--- RECORDS SUPPLIED Enclosed Below ---

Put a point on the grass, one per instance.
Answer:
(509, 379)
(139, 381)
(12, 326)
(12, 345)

--- End of Enclosed RECORDS SUPPLIED ---
--- RECORDS SUPPLIED Enclosed Below ---

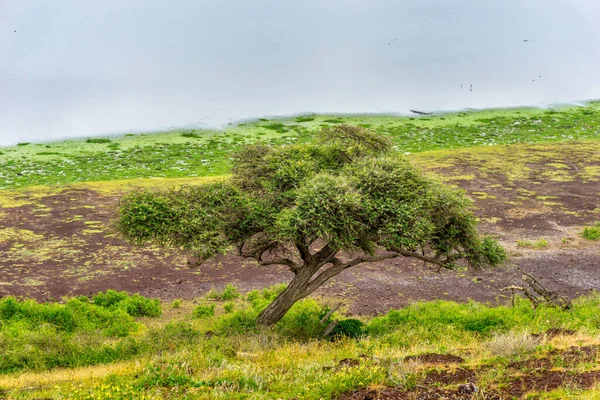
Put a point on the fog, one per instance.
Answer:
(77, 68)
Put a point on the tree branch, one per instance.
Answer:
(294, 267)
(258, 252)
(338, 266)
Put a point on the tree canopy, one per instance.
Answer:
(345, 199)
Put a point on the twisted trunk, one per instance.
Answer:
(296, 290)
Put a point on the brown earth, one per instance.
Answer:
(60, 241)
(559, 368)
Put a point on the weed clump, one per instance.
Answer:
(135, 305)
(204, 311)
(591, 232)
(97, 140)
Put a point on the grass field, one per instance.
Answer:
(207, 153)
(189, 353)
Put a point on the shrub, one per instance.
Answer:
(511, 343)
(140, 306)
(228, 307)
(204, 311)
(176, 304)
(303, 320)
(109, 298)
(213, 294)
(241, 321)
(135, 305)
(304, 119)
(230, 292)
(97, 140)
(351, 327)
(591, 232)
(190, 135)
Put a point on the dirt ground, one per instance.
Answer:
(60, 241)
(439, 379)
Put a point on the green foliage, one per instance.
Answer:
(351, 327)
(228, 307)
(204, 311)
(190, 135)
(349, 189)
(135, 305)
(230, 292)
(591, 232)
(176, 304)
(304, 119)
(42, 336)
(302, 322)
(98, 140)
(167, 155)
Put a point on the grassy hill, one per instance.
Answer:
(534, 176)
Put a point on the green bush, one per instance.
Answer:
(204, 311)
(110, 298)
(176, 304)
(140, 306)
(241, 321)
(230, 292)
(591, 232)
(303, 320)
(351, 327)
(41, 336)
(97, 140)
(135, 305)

--- End of Enclosed RECORDS SUPPLIED ---

TASK TO CARRY OUT »
Provide the count, and nothing else, of lines in the data above where the word "tree" occurs.

ANSWER SECTION »
2